- **EXERCISE AIM**: Pull every line from the records that has the word "fishing" in it.

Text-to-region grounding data
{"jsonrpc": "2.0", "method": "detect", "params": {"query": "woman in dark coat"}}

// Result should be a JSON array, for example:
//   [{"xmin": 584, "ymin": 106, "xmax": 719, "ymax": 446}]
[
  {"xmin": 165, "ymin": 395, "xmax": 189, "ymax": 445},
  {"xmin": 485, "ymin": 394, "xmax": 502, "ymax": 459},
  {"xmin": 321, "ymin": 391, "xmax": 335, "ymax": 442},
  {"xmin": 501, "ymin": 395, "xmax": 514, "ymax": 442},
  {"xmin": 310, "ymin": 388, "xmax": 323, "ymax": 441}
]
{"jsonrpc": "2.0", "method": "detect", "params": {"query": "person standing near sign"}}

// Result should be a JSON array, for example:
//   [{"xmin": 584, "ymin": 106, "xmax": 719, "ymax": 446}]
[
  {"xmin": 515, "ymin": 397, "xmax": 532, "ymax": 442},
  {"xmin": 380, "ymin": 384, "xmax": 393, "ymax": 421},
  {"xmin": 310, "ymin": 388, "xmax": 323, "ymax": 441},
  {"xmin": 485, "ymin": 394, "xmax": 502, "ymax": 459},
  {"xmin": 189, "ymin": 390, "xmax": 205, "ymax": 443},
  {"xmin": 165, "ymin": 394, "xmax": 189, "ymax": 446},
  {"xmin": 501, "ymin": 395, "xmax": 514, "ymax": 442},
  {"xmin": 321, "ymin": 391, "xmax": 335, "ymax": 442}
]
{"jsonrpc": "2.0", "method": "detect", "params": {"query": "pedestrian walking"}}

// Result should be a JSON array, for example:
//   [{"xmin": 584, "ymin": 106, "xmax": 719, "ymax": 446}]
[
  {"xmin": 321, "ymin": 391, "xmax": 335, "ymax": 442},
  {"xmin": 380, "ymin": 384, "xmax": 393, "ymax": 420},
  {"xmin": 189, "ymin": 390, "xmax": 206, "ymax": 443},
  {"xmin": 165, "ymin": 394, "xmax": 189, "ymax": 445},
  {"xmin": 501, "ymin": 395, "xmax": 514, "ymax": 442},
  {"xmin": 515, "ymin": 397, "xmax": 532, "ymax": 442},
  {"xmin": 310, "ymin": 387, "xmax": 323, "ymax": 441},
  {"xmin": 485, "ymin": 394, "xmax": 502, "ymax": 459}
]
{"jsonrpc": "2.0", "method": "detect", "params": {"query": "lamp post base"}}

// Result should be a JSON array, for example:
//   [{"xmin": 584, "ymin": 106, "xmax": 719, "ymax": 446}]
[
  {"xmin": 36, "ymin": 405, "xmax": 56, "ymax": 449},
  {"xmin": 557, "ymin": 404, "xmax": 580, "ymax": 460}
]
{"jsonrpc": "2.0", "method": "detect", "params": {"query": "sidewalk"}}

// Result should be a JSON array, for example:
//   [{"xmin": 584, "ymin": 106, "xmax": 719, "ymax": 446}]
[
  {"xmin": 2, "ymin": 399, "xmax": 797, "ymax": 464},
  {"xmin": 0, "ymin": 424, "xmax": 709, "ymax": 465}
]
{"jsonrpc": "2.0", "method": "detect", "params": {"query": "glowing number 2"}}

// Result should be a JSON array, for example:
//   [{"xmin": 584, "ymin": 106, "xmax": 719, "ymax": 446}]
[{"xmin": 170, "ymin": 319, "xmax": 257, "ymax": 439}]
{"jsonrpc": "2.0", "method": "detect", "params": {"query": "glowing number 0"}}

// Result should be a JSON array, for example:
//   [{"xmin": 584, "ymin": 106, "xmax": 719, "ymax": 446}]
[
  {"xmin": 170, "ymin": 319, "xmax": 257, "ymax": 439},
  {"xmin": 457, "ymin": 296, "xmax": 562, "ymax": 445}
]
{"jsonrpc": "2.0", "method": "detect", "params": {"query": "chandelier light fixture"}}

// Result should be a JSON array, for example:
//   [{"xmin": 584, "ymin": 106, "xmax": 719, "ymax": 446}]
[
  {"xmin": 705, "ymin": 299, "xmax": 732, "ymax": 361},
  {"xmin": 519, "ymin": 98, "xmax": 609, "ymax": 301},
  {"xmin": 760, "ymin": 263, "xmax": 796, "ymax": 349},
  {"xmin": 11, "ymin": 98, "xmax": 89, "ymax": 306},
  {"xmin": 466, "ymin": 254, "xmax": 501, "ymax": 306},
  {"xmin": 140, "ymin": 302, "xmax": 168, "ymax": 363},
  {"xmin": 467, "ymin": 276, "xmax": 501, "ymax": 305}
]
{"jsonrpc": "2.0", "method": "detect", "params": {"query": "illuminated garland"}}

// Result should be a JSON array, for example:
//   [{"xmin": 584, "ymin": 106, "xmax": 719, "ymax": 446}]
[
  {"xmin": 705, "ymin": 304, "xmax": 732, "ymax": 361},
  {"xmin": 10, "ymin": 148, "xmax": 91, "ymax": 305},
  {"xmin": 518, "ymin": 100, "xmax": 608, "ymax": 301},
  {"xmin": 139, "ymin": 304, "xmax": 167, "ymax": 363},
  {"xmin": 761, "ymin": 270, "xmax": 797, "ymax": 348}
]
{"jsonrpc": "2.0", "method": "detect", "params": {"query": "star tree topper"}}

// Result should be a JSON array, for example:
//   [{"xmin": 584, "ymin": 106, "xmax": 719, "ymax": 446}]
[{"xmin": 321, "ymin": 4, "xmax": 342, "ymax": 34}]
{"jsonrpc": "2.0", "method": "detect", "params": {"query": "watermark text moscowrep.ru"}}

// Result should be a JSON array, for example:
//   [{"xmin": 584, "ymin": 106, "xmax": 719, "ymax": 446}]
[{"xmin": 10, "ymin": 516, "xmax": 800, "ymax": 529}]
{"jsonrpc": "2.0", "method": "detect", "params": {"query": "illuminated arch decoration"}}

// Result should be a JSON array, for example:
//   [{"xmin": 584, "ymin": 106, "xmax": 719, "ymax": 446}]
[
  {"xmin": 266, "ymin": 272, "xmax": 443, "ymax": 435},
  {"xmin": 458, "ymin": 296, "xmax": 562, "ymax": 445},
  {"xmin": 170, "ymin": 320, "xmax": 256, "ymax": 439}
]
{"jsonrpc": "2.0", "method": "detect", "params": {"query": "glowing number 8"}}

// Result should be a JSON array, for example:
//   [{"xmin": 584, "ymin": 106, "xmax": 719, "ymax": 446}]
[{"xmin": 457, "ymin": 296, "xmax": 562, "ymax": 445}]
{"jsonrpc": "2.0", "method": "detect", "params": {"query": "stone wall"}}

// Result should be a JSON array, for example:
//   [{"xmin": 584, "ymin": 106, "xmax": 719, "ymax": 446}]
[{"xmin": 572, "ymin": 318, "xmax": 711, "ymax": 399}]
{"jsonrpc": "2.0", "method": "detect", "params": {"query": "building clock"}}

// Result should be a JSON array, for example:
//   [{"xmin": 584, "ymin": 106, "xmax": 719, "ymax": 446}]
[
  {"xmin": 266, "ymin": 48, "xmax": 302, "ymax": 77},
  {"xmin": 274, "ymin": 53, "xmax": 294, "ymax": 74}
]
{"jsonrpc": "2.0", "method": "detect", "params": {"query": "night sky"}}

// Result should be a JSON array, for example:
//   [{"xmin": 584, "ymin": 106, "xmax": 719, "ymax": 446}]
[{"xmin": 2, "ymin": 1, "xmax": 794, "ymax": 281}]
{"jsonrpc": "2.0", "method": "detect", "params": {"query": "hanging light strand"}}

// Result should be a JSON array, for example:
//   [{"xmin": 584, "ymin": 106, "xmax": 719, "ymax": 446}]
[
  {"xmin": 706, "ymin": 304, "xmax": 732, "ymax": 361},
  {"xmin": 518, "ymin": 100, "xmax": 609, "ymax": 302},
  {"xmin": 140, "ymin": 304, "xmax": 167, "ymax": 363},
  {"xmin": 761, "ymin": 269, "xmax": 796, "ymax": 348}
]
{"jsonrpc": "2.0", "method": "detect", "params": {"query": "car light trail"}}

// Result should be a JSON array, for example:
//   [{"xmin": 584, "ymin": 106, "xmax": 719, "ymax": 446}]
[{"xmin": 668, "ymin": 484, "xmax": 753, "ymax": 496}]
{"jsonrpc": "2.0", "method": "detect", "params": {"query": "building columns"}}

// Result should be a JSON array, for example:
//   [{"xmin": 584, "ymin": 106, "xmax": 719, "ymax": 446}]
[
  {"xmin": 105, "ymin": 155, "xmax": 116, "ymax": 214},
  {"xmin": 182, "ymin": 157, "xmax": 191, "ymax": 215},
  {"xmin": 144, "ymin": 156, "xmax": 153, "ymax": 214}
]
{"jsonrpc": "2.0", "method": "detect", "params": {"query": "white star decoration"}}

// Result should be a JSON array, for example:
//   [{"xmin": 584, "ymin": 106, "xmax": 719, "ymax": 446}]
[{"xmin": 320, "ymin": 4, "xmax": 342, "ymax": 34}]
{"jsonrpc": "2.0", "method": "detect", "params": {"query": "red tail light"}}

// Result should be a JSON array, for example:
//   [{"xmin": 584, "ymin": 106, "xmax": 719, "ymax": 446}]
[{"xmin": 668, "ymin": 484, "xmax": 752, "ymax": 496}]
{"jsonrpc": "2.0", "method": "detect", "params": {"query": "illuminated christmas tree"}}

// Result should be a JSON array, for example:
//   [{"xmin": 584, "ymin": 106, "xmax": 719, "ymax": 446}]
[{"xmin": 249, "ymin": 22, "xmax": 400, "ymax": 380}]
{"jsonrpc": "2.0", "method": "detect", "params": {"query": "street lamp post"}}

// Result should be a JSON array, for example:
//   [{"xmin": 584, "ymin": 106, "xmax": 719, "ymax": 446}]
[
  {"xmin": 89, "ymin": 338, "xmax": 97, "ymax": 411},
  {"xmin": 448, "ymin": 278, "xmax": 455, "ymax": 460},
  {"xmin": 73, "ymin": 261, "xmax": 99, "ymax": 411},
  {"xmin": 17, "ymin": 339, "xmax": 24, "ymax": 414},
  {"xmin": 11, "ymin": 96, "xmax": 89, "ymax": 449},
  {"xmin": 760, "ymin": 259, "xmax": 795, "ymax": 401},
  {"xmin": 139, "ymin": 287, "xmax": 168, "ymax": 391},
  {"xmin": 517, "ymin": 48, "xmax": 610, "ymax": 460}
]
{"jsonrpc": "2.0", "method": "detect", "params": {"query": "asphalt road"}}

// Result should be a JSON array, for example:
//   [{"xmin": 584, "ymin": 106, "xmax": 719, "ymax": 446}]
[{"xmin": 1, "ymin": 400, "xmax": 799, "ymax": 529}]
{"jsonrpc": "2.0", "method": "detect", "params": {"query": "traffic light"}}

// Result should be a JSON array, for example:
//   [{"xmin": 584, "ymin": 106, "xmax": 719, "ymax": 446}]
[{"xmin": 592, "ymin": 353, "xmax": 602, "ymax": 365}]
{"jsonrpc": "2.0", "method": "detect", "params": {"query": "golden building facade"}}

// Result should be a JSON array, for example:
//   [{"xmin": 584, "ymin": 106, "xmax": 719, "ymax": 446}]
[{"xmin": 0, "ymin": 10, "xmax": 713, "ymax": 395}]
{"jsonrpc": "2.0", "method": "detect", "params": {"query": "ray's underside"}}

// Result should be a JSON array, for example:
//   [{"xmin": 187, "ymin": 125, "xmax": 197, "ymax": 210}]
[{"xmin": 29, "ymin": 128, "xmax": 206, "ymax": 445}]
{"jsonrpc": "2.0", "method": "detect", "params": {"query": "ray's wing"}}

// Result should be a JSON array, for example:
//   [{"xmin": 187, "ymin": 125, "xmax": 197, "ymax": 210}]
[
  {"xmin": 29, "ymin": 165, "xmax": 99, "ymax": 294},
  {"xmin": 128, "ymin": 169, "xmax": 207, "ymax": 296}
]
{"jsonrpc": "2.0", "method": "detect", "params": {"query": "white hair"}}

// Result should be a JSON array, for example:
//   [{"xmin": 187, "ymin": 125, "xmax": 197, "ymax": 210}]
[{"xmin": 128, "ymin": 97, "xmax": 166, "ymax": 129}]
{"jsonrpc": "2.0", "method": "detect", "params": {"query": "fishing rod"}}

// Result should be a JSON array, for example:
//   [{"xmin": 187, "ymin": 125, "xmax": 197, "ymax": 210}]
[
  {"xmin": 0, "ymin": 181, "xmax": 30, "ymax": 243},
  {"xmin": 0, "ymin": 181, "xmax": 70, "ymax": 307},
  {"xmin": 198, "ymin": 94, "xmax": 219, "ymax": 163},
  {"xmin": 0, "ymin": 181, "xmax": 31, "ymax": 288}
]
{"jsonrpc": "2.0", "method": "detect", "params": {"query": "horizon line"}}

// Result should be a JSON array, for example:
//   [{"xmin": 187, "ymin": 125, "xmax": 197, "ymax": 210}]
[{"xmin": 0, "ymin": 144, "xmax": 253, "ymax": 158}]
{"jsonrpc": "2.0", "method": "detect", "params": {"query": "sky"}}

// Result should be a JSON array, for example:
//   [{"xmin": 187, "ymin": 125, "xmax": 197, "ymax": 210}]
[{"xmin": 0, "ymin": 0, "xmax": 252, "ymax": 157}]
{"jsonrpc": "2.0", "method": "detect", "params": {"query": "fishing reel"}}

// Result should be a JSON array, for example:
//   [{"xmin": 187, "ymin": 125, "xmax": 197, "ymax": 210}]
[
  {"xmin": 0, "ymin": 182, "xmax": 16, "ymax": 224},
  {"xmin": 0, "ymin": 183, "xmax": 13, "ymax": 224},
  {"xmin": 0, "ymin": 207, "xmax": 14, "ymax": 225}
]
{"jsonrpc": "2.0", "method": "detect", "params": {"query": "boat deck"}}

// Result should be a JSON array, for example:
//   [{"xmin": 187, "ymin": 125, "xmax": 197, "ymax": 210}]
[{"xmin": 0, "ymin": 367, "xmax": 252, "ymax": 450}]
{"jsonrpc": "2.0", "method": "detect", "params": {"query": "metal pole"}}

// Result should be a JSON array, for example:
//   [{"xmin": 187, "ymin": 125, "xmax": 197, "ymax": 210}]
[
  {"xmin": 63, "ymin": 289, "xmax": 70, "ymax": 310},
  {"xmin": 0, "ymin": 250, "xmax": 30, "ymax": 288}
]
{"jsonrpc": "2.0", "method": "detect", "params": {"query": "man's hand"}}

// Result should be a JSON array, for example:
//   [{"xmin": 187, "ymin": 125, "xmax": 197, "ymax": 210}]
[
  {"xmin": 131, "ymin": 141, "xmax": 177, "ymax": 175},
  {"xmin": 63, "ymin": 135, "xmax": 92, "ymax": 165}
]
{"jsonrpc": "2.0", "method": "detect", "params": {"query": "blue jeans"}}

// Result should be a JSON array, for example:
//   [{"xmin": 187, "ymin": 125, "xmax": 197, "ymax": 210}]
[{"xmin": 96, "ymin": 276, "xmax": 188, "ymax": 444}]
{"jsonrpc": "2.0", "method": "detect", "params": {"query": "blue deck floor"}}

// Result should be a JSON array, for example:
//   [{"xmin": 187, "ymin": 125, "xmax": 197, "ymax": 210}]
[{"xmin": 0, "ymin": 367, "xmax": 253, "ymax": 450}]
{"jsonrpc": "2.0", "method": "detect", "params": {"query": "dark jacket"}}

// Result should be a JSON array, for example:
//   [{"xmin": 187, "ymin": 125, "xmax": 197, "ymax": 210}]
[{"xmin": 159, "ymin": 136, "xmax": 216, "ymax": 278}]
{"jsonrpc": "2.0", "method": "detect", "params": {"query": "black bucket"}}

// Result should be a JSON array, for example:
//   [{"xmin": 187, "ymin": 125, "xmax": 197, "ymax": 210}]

- **EXERCISE RESULT**:
{"jsonrpc": "2.0", "method": "detect", "params": {"query": "fishing rod"}}
{"jsonrpc": "2.0", "method": "detect", "params": {"query": "fishing reel"}}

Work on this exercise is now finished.